::: Exercise materials :::

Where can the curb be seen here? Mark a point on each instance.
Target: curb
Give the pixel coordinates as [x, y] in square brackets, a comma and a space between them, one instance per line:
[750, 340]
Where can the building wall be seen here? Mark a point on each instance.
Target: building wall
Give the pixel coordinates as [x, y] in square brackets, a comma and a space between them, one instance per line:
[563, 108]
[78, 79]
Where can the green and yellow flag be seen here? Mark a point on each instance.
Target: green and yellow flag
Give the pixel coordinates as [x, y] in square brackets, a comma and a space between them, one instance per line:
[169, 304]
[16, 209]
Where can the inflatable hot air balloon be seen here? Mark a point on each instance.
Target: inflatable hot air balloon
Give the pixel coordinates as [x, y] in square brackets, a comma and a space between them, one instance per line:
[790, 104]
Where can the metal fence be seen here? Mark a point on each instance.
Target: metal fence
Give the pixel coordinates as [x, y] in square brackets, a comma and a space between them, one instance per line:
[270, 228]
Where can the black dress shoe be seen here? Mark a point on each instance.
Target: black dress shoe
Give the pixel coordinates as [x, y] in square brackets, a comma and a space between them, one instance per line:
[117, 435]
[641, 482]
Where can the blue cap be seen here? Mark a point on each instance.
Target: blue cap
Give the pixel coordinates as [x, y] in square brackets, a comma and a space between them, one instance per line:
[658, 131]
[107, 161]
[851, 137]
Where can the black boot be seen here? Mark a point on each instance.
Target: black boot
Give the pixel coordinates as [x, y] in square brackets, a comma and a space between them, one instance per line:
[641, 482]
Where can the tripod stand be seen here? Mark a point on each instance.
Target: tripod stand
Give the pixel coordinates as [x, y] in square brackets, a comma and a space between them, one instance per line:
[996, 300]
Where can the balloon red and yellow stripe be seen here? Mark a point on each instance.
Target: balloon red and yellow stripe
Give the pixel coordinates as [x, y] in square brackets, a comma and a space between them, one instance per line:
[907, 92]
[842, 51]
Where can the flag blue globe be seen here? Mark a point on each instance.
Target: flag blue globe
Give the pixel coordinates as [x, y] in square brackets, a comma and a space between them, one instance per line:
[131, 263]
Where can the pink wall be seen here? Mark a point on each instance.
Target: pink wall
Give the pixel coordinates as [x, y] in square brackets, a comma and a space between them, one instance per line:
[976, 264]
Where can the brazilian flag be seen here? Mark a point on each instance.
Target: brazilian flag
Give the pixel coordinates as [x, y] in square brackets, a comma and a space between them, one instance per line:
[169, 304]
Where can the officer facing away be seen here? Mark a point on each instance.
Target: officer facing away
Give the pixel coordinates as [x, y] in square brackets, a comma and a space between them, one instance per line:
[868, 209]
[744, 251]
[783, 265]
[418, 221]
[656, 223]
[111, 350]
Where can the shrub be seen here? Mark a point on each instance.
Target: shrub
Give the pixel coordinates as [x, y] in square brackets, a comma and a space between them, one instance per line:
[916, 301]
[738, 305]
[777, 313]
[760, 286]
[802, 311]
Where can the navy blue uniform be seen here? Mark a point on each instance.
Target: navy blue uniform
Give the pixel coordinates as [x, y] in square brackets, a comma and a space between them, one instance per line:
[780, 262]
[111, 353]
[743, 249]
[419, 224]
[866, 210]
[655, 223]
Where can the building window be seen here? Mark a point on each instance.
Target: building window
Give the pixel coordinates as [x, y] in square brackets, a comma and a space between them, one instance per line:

:::

**What to do**
Reproduce verbatim every line of the records from the line containing "Where can the shrub" through the final line of the records, both included.

**Complete answer**
Where can the shrub be seen here? Mark a point on each instance.
Target: shrub
Give the pixel coordinates as [x, y] in square brackets, a comma and a space between them, one instance per line:
[916, 301]
[738, 305]
[777, 313]
[760, 286]
[802, 311]
Where can the navy blue uniform be seen here? Mark a point on each instance.
Target: navy blue uniform
Give the pixel coordinates as [x, y] in square brackets, a comma and a space between them, one instance per line:
[780, 262]
[111, 353]
[743, 249]
[419, 224]
[866, 210]
[655, 223]
Where can the building window be seen here? Mark a point on each instance.
Target: building window
Give the pixel coordinates as [x, y] in square brackets, a comma and a space between them, one instance per line:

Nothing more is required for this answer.